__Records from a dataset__
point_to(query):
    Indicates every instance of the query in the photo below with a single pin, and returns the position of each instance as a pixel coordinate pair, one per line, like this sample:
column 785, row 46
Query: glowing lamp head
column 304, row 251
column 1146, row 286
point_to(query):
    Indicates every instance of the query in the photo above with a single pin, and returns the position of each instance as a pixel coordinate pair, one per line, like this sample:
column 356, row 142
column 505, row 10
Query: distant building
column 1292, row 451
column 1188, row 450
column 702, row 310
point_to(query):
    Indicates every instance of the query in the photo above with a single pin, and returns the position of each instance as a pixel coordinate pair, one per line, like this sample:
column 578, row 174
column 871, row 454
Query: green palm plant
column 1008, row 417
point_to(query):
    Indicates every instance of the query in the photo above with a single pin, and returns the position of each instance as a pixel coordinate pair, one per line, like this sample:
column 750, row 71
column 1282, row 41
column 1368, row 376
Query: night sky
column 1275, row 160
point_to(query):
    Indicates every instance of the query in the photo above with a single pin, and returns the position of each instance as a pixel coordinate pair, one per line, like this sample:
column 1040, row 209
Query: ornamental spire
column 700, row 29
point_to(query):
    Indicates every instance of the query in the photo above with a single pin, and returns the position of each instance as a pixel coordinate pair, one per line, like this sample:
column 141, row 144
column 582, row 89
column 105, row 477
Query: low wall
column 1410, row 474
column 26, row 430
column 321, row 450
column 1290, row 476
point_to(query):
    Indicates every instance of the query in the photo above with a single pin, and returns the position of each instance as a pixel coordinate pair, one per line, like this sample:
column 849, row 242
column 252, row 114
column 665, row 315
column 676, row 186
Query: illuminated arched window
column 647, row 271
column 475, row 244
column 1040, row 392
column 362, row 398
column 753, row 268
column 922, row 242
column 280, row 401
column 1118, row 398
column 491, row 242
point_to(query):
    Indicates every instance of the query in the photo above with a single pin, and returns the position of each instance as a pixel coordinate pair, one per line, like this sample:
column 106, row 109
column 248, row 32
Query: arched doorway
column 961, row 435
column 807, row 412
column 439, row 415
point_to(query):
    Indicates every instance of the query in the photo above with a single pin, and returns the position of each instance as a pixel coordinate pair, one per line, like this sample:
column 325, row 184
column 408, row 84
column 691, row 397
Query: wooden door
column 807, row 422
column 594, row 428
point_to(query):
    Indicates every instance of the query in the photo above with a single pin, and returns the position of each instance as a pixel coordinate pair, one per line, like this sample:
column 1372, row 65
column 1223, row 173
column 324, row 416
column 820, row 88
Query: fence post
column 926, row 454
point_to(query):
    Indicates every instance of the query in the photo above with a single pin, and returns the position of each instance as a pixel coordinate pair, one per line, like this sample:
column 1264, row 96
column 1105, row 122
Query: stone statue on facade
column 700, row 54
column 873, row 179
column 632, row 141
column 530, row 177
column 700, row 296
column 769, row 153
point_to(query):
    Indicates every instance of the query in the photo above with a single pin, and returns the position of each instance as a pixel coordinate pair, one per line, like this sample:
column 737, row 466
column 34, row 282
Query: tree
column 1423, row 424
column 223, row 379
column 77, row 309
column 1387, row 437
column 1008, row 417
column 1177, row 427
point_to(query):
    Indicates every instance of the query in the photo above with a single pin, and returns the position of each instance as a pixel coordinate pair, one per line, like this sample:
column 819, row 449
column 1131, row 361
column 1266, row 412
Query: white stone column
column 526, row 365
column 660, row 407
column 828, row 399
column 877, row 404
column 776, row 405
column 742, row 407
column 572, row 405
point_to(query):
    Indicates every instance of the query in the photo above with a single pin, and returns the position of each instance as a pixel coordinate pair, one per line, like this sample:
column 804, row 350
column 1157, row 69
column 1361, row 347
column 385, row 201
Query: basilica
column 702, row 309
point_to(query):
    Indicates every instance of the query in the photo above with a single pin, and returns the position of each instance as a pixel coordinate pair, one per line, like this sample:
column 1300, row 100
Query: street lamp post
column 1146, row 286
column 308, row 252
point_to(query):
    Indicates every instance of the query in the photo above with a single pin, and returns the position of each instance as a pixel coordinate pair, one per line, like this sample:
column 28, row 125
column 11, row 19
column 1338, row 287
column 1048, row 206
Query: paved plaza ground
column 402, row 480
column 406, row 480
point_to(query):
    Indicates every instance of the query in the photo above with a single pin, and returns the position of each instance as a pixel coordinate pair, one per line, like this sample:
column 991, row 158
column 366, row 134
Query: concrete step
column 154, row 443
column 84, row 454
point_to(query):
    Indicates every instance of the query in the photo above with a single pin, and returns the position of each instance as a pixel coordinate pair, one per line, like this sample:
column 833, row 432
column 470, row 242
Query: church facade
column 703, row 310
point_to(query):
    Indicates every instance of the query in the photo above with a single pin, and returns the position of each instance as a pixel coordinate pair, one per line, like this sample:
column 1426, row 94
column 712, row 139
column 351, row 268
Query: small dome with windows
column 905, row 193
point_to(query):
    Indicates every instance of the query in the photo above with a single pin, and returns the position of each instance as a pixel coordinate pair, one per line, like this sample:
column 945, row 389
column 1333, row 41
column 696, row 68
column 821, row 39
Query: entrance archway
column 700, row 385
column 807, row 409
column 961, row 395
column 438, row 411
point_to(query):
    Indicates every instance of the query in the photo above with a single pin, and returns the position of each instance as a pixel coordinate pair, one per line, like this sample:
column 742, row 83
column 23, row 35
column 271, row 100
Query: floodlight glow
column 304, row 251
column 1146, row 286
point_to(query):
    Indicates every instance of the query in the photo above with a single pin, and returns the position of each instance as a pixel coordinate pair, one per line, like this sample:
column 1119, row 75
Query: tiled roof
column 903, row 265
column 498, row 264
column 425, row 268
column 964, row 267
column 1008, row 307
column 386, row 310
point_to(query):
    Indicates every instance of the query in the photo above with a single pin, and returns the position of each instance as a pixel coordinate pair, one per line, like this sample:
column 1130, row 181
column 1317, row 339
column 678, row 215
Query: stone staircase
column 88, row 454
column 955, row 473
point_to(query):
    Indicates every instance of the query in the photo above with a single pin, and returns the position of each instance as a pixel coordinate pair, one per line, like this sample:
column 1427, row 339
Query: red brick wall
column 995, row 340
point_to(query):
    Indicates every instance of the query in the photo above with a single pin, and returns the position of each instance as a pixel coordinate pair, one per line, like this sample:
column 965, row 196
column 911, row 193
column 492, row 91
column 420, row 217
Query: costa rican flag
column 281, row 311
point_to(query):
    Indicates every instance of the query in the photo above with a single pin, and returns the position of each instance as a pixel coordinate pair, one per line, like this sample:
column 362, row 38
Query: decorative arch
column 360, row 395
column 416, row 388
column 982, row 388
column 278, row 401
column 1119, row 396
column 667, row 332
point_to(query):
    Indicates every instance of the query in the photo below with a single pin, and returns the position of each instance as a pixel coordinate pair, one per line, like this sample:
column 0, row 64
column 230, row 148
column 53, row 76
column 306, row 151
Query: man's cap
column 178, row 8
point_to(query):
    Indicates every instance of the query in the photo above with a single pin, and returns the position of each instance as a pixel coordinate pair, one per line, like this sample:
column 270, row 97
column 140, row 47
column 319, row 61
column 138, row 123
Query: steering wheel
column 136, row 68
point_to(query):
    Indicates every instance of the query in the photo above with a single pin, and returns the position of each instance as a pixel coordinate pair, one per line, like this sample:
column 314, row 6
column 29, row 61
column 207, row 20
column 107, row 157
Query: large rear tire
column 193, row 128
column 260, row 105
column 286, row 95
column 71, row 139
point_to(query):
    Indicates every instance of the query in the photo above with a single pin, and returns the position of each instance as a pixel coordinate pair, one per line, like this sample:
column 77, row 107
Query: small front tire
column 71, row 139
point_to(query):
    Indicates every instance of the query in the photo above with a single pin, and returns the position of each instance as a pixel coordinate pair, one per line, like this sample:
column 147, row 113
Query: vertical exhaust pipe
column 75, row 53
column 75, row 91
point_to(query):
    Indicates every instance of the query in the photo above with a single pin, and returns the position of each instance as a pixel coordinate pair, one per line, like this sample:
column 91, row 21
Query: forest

__Stated exercise__
How many lines of the data above contain the string "post"? Matching is case-sensitive. Give only the number.

__Reply to the exercise__
2